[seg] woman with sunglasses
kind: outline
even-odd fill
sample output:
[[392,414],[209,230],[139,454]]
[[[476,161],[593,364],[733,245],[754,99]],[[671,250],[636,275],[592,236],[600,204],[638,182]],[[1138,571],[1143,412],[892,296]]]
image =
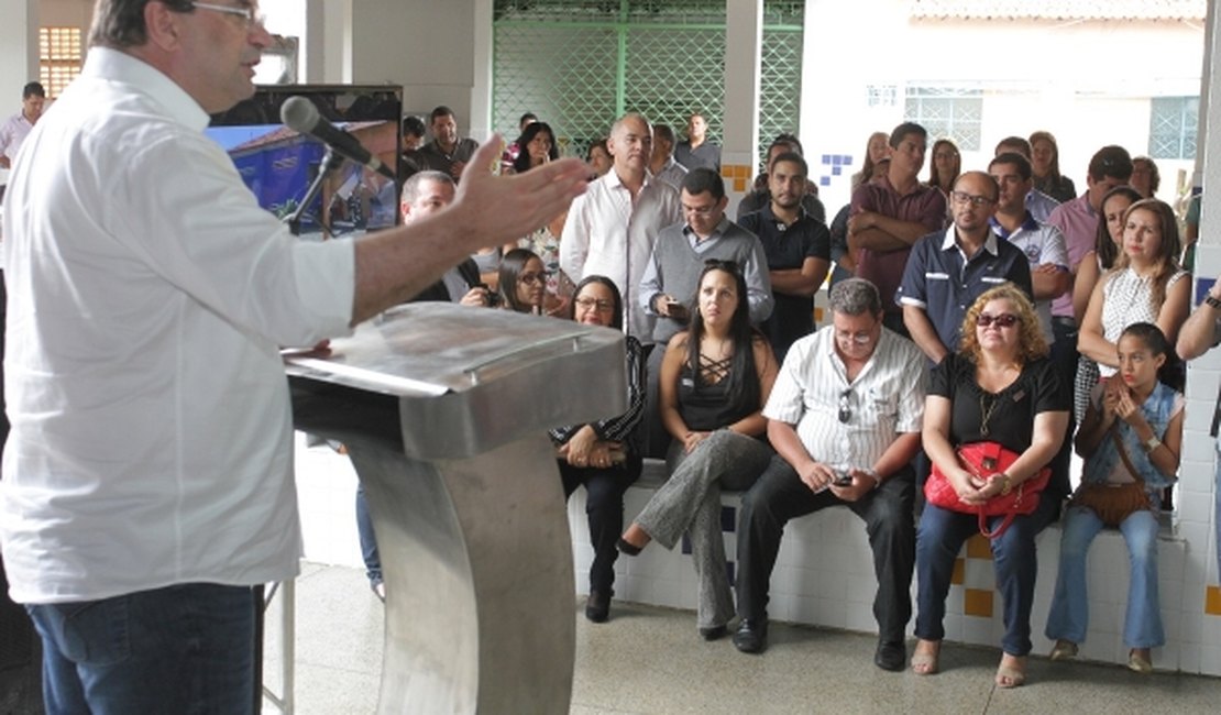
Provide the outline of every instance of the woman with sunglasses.
[[[587,326],[623,331],[623,298],[614,281],[586,276],[576,286],[569,317]],[[617,417],[571,425],[551,431],[558,449],[559,476],[564,497],[585,486],[585,515],[593,544],[590,565],[590,595],[585,617],[601,623],[610,615],[614,594],[614,562],[619,556],[615,539],[623,531],[623,494],[640,477],[641,458],[635,448],[635,431],[645,411],[645,355],[640,342],[626,336],[628,411]]]
[[674,336],[662,360],[662,423],[674,437],[670,478],[619,539],[640,553],[650,541],[667,549],[686,532],[700,580],[697,626],[705,639],[726,633],[734,597],[725,573],[720,490],[745,490],[772,459],[763,405],[778,366],[767,338],[751,328],[746,281],[733,261],[707,261],[691,327]]
[[[1034,306],[1021,289],[1006,283],[971,305],[958,353],[933,368],[924,401],[924,451],[963,505],[982,505],[1010,494],[1051,461],[1068,428],[1068,392],[1048,360],[1048,343]],[[1018,458],[1004,471],[968,471],[956,449],[980,442],[1000,443]],[[1053,480],[1044,489],[1033,514],[1017,516],[990,539],[996,591],[1005,609],[1004,653],[995,677],[1002,688],[1026,681],[1034,537],[1055,520],[1060,500],[1068,492],[1067,476],[1060,475],[1059,481],[1063,483]],[[1002,519],[991,517],[989,530],[998,530]],[[916,533],[918,641],[911,660],[917,675],[938,671],[954,562],[962,544],[976,533],[976,514],[926,504]]]
[[501,259],[497,283],[501,307],[542,315],[547,298],[547,270],[532,250],[515,248]]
———
WORK TO COMPLETE - Reproduce every row above verbatim, omitting the picture.

RESULT OF THE EXERCISE -
[seg] woman with sunglasses
kind: outline
even-odd fill
sample output:
[[392,414],[209,230],[139,454]]
[[[476,161],[593,364],[733,245],[754,99]],[[671,250],[636,275],[592,236],[600,204],[638,182]],[[1138,571],[1143,412],[892,296]]]
image =
Provide the outline of every instance of the woman with sunglasses.
[[[587,326],[623,331],[623,298],[614,281],[586,276],[576,286],[569,317]],[[617,417],[571,425],[551,431],[558,449],[559,476],[564,497],[585,486],[585,515],[593,544],[590,565],[590,595],[585,617],[601,623],[610,615],[614,594],[614,562],[619,556],[615,539],[623,531],[623,494],[640,477],[641,458],[635,448],[635,431],[645,411],[645,355],[640,342],[626,336],[628,411]]]
[[674,336],[662,360],[662,423],[674,437],[670,478],[619,539],[640,553],[650,541],[667,549],[686,532],[700,580],[697,626],[705,639],[726,633],[734,597],[725,573],[720,490],[745,490],[772,459],[763,405],[778,366],[767,338],[751,328],[746,281],[733,261],[707,261],[691,327]]
[[[1034,306],[1021,289],[1006,283],[971,305],[958,353],[933,368],[924,401],[924,451],[963,505],[982,505],[1010,494],[1051,461],[1068,428],[1068,392],[1048,360],[1048,343]],[[1018,458],[1004,471],[968,471],[956,449],[980,442],[1000,443]],[[1053,480],[1044,489],[1033,514],[1017,516],[990,539],[996,591],[1005,609],[1004,653],[995,677],[1002,688],[1026,681],[1034,537],[1055,520],[1060,500],[1068,492],[1067,476],[1060,475],[1059,481],[1063,483]],[[1002,519],[991,517],[989,530],[998,530]],[[916,533],[918,641],[911,660],[917,675],[938,671],[954,562],[962,544],[976,533],[976,514],[926,504]]]
[[501,259],[497,283],[501,307],[542,315],[547,298],[547,270],[532,250],[515,248]]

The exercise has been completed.